Collection entries:
-------
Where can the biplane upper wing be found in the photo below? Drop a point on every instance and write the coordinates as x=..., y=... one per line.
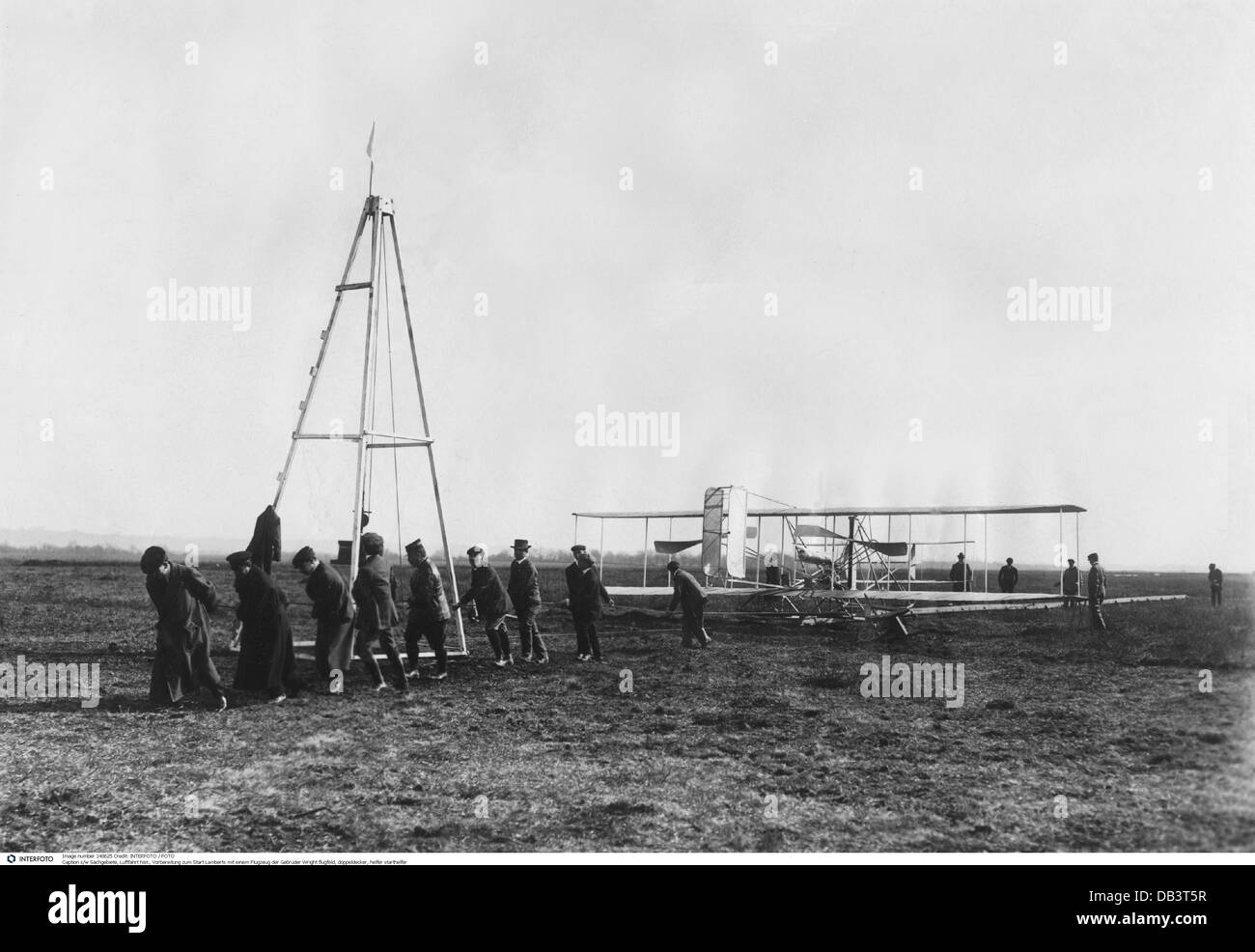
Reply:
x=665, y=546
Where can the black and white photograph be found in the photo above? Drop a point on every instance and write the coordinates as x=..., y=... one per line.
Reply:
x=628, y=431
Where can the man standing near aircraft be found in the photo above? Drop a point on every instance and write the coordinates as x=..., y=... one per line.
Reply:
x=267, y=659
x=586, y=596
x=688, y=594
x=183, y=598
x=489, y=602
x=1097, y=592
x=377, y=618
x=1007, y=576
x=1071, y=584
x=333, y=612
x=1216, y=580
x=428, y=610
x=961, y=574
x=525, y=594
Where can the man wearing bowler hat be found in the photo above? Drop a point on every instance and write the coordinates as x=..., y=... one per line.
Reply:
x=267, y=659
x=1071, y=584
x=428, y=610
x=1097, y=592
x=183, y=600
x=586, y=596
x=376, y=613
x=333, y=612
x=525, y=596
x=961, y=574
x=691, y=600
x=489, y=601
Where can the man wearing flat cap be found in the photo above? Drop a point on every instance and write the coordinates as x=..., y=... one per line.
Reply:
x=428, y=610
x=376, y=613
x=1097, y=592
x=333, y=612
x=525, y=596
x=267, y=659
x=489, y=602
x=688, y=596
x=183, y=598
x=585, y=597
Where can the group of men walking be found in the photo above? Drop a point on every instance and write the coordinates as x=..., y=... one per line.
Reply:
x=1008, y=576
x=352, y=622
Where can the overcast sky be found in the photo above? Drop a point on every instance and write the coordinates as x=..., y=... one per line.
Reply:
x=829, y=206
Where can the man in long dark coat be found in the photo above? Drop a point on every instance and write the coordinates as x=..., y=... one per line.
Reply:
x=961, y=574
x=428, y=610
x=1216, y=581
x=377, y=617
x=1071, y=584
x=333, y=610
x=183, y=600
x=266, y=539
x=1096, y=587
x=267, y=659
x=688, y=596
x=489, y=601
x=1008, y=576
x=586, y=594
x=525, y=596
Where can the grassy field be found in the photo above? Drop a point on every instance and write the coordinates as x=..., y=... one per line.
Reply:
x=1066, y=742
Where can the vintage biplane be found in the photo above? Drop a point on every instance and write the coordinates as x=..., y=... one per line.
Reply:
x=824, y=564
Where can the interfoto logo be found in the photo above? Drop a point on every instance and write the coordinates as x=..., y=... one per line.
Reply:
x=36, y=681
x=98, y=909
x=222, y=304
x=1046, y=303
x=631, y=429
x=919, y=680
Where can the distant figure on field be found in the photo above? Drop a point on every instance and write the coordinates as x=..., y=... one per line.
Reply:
-------
Written request
Go through the listing above and write it all out exactly, leaving out any picture.

Correct output
Where can the biplane upper wing be found in the photo below? Drop a point on every instance and write the coordinates as x=..., y=... one per line.
Reply:
x=665, y=546
Where can the black and white photograph be found in the photo above? Drop a point on every instance and write the coordinates as x=..., y=... one per line.
Reply:
x=628, y=431
Where can the man standing near aircraft be found in the photo above? Drop a point on every instance and write the coordinates as x=..., y=... one per line.
Reply:
x=267, y=659
x=586, y=596
x=688, y=594
x=183, y=598
x=489, y=602
x=1097, y=592
x=377, y=618
x=1007, y=576
x=1071, y=584
x=333, y=612
x=1216, y=580
x=428, y=610
x=961, y=574
x=525, y=594
Where can the man wearing bowler hat be found in the photo above? Drop a point on every instance and write the coordinates as x=..., y=... one per line.
Reply:
x=267, y=659
x=1071, y=584
x=428, y=610
x=1097, y=592
x=183, y=600
x=586, y=596
x=376, y=613
x=333, y=612
x=525, y=596
x=961, y=574
x=691, y=600
x=489, y=601
Where can the man wearing flat cap be found in the photo above? Drop a point on every instance and write the coordinates as x=..., y=... one per line.
Reply:
x=428, y=610
x=376, y=613
x=1097, y=592
x=333, y=612
x=525, y=596
x=267, y=659
x=489, y=602
x=688, y=596
x=183, y=598
x=585, y=597
Where can the group of men walking be found in the photo above? Drop a point on every instance and write the coordinates as x=..., y=... one per line.
Reply:
x=1008, y=576
x=352, y=622
Where can the overcast sky be found in the photo above? Drop a point on every instance and write the coordinates as x=..., y=... one per line.
Reply:
x=829, y=206
Where can the man in long dark coat be found in the photo above? Drop a point on every instance and write the coordinates as x=..., y=... one per line.
Reply:
x=961, y=574
x=428, y=610
x=1216, y=581
x=377, y=617
x=1071, y=584
x=333, y=610
x=183, y=600
x=266, y=539
x=1096, y=587
x=267, y=659
x=688, y=596
x=489, y=601
x=1008, y=576
x=586, y=594
x=525, y=596
Where can the grassy field be found in the photo above? Drop a point on every instance and write the coordinates as x=..., y=... one per line.
Reply:
x=1066, y=742
Where can the vintage biplane be found in the photo above? Drop a point on every instance and write the coordinates as x=..., y=... one per line.
Reply:
x=824, y=564
Where can the interfoto logo be found in the photo above? Drop a point on every instance and write the coordinates as x=..., y=... one per line.
Reply:
x=36, y=681
x=98, y=909
x=222, y=304
x=1046, y=303
x=631, y=429
x=919, y=680
Where can the distant figure on field be found in the photo above? Drop a point on every instance and write the coordinates as x=..., y=... one per line.
Reply:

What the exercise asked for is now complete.